RECORDS FOR THIS TASK.
[start]
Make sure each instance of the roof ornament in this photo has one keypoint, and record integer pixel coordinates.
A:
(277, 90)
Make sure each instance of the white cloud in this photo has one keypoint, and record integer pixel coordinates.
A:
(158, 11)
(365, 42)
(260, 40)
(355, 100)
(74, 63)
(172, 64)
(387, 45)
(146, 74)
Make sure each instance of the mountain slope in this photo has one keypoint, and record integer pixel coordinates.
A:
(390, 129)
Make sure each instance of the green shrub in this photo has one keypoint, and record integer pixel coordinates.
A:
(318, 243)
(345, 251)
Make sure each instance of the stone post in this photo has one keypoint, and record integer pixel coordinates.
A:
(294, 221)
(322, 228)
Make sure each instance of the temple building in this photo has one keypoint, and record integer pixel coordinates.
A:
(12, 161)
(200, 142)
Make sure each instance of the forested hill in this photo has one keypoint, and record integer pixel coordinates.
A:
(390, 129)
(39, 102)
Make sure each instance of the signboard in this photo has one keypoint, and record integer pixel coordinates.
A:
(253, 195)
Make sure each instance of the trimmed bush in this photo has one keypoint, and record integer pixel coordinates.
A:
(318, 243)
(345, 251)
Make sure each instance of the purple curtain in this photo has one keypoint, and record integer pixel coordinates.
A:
[end]
[start]
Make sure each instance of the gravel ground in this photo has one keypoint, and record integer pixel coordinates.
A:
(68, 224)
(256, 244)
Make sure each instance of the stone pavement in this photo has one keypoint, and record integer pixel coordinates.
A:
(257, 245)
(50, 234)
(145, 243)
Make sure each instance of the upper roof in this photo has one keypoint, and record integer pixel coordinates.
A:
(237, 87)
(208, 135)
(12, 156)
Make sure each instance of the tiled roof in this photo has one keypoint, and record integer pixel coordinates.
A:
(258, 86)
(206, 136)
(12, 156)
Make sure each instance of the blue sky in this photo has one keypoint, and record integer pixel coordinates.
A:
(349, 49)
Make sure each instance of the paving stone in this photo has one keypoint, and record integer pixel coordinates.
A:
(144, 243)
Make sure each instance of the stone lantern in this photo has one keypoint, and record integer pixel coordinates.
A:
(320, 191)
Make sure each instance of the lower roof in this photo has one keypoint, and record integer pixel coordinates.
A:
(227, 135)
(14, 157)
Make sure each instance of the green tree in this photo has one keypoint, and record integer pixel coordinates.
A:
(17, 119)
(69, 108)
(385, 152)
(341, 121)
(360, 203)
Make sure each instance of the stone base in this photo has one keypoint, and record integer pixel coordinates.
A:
[end]
[start]
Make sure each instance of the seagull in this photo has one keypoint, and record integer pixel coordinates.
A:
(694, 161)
[end]
EXERCISE TASK. Please pick out and copy every line of the records above that contains the string "green", treating uppercase and lowercase as different.

TASK RESULT.
Make sure each instance of the green shrub in this photo has one keypoint, and record integer pixel coordinates.
Make sure each instance of the green tree in this photo has one keypoint, and record integer pixel coordinates.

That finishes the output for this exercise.